** Supplied text **
### Home > CALC > Chapter 4 > Lesson 4.5.1 > Problem4-164

4-164.

Rewrite the following using a single trigonometric function. You may wish to review your trigonometric identities in Chapter 1.

1. $10\operatorname{ sin}(3x)\operatorname{ cos}(3x)$

Double Angle identity (factor first).

2. $\operatorname{sin }x\operatorname{ cos }3x −\operatorname{sin }3x\operatorname{ cos }x$

Sum and Difference (Angle Sum) identity.

3. $\operatorname{cos}^4 x −\operatorname{ sin}^4 x$

Factor first.

4. $\operatorname{tan }x +\operatorname{cot }x$

Start by rewriting $\operatorname{tan}(x)$ and $\operatorname{cot }(x)$ as fractions.

You will use more than one identity.

$\frac{\text{sin}x}{\text{cos}x}+\frac{\text{cos}x}{\text{sin}x}=\frac{\text{sin}^{2}x+\text{cos}^{2}x}{(\text{cos}x)(\text{sin}x)}=$

$\frac{1}{\frac{1}{2}\text{sin}(2x)}=2\text{csc}(2x)$

** Recorded data **
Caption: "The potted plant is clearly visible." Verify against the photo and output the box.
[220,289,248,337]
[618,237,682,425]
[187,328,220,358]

** Required tasks **
1. List the four expressions that the calculus problem asks you to rewrite using a single trigonometric function.
2. In the calculus problem, what single trigonometric expression does tan x + cot x simplify to?
3. From the calculus problem, quote the passage from "Rewrite the following" to "Factor first.".
Nothing in the listing is needed for this work.

** Full solutions **
1.
1. 10 sin(3x) cos(3x)
2. sin x cos 3x − sin 3x cos x
3. cos⁴ x − sin⁴ x
4. tan x + cot x

2. It simplifies to 2csc(2x).

3.
Rewrite the following using a single trigonometric function. You may wish to review your trigonometric identities in Chapter 1.

1. $10\operatorname{ sin}(3x)\operatorname{ cos}(3x)$

Double Angle identity (factor first).

2. $\operatorname{sin }x\operatorname{ cos }3x −\operatorname{sin }3x\operatorname{ cos }x$

Sum and Difference (Angle Sum) identity.

3. $\operatorname{cos}^4 x −\operatorname{ sin}^4 x$

Factor first.